Provided records:
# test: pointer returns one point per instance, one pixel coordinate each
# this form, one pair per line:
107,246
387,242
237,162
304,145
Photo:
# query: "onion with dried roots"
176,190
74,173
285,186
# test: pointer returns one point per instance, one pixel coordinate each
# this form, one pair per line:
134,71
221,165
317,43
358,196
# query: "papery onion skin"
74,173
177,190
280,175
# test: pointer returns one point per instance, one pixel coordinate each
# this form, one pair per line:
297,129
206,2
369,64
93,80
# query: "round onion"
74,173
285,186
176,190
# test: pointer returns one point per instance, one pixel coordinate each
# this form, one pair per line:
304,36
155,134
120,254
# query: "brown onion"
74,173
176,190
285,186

Work instructions:
Write all the data out again, exactly.

Reply:
# test: pointer returns one point per instance, one pixel coordinate each
# this form, one pair per line:
107,246
387,242
237,162
304,145
Photo:
# query: "onion with dried roots"
176,190
74,173
285,186
# test: pointer returns one point per instance, one pixel coordinate each
# this form, one pair per line:
134,71
221,165
317,43
358,196
# query: "papery onion skin"
74,173
177,190
280,175
# test: pointer returns one point per instance, one pixel coordinate each
# this form, one pair per line:
297,129
206,2
369,64
93,80
# query: "round onion"
74,173
285,186
176,190
# test: pointer returns one point per instance, one pixel coordinate each
# this form, one pair per line:
304,36
155,134
120,254
# query: "brown onion"
74,173
176,190
285,186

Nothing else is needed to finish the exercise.